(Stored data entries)
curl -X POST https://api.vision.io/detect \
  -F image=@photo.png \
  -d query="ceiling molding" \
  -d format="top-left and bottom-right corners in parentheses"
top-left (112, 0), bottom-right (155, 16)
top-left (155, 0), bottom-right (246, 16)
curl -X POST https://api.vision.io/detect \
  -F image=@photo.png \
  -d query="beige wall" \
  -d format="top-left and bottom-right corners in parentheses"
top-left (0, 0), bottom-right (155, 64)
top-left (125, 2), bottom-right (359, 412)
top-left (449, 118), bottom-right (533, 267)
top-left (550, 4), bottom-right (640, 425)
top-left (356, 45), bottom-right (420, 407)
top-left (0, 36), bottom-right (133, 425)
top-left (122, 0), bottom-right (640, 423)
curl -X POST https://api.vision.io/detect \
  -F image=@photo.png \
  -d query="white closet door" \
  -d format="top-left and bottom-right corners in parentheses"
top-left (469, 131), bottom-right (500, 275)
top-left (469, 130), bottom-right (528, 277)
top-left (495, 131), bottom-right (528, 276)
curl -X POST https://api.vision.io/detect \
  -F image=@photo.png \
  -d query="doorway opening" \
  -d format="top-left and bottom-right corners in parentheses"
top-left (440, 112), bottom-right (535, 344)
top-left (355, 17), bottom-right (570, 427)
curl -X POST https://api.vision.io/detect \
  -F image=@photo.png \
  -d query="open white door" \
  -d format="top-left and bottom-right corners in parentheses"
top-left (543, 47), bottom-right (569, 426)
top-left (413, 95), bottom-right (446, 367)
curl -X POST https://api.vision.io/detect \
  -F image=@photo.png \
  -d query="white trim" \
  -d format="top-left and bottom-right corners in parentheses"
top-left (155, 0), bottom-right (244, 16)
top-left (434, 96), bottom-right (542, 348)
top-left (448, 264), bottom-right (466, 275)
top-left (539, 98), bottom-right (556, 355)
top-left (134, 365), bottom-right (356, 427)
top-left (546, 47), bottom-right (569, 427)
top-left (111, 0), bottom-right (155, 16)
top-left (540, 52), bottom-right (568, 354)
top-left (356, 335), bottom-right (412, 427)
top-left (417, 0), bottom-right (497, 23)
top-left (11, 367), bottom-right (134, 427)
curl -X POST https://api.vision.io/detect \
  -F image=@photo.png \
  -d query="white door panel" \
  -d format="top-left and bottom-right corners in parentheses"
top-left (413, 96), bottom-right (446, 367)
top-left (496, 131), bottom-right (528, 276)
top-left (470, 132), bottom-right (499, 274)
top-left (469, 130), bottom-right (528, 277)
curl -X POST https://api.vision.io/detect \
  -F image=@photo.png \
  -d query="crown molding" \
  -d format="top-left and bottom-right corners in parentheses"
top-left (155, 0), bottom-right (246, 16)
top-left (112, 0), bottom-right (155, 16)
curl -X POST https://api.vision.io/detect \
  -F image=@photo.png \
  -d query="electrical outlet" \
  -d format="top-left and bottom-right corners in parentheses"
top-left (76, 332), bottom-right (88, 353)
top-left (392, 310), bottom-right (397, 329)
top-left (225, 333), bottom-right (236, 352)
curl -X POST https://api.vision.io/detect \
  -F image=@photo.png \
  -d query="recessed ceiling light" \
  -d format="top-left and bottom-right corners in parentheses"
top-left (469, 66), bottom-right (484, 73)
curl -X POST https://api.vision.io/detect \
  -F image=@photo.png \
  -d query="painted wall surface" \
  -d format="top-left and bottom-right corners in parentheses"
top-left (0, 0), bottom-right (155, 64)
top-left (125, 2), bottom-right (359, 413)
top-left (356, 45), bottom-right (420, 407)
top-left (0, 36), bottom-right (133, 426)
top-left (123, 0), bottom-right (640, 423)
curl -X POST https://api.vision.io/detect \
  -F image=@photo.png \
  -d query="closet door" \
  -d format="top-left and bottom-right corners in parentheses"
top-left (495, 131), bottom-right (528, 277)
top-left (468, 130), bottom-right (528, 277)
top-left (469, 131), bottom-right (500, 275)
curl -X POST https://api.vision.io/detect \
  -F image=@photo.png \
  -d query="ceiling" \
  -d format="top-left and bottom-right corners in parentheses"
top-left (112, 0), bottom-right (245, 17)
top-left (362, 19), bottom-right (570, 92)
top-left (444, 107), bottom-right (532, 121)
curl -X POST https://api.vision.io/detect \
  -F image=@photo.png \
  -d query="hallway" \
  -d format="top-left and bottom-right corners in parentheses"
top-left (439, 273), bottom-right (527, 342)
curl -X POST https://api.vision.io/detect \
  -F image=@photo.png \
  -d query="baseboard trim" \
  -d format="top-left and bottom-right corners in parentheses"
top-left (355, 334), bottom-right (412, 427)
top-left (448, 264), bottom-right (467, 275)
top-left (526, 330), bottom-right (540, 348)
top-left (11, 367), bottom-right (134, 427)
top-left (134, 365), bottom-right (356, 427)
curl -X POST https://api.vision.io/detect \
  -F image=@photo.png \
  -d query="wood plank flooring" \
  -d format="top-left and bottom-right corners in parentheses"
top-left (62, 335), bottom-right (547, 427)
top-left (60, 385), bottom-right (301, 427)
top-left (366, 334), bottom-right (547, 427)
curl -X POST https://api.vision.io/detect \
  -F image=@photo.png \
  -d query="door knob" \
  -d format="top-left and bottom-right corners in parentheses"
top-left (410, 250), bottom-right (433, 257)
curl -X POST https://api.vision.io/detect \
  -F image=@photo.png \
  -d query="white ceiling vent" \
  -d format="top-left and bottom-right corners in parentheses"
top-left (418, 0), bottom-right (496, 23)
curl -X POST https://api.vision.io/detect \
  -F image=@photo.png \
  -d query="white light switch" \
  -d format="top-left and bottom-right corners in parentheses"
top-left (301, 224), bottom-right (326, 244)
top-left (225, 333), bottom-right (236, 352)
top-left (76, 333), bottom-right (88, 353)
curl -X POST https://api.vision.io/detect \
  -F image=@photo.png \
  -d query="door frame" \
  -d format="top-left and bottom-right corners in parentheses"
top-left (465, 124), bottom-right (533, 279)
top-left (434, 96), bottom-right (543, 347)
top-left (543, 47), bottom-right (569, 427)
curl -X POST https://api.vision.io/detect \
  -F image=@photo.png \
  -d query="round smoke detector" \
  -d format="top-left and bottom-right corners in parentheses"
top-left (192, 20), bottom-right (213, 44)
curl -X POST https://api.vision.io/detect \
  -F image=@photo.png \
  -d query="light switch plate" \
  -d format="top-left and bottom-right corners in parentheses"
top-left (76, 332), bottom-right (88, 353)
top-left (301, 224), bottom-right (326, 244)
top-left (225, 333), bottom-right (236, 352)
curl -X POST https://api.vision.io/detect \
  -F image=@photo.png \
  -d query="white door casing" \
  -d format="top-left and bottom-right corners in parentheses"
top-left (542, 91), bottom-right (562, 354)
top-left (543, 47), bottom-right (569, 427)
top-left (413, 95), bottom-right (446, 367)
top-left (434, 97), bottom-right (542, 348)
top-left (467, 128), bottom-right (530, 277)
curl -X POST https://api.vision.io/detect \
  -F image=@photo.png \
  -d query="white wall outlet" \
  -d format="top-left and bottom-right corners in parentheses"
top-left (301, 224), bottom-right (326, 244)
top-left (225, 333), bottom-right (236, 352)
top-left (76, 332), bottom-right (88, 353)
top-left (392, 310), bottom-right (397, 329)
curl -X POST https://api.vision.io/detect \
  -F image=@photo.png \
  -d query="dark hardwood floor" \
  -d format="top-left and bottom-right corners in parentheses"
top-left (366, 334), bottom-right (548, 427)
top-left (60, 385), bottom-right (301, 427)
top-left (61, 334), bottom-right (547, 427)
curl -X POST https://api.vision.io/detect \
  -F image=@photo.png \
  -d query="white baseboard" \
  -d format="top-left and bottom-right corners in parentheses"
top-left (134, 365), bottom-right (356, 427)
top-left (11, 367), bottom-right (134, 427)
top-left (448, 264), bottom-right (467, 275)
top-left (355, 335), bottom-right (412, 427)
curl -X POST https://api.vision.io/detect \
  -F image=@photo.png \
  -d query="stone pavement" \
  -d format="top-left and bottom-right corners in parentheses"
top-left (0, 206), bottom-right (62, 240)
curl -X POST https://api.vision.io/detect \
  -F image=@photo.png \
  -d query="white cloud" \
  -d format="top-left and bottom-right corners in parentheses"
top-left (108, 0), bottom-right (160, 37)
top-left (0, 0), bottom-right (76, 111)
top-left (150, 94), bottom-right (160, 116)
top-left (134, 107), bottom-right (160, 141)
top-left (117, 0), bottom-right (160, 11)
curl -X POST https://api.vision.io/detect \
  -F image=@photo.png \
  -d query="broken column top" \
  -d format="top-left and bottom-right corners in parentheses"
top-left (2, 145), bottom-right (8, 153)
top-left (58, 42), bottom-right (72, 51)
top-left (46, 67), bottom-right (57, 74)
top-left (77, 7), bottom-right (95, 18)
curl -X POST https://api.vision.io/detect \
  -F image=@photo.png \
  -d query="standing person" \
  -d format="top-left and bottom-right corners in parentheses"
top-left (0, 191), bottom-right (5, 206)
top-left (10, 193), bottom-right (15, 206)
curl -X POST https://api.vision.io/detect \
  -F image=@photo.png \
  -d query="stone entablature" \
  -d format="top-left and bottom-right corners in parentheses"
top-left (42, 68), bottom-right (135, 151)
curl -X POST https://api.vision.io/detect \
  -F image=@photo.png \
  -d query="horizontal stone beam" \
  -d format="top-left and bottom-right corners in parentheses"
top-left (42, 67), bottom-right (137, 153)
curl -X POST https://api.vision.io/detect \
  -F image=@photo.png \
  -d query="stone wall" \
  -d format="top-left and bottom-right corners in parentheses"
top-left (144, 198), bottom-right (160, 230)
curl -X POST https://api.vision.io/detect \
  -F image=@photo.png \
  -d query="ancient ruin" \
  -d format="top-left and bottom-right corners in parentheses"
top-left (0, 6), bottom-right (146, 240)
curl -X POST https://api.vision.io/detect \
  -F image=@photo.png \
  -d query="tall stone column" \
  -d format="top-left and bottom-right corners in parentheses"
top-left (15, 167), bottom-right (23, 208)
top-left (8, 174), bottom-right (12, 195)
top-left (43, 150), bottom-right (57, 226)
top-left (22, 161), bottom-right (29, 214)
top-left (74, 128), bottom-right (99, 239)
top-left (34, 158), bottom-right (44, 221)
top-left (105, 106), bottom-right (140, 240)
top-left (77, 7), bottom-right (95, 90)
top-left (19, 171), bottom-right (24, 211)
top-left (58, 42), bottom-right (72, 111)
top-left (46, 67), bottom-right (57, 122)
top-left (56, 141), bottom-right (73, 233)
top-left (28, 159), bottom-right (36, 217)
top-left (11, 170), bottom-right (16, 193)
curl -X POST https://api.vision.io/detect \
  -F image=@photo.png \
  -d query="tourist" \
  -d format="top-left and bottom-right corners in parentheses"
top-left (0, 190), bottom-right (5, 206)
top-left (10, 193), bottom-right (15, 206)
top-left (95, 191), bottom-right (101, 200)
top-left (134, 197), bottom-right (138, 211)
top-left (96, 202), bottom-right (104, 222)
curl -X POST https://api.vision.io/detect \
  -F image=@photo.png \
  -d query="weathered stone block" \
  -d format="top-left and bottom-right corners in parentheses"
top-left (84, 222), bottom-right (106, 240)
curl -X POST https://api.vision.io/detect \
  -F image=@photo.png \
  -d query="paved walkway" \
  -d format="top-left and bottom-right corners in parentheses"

[Brief] Pull every line with the string "trim" from the data above.

[Solution]
  -d query="white trim" \
  -d query="baseboard trim" \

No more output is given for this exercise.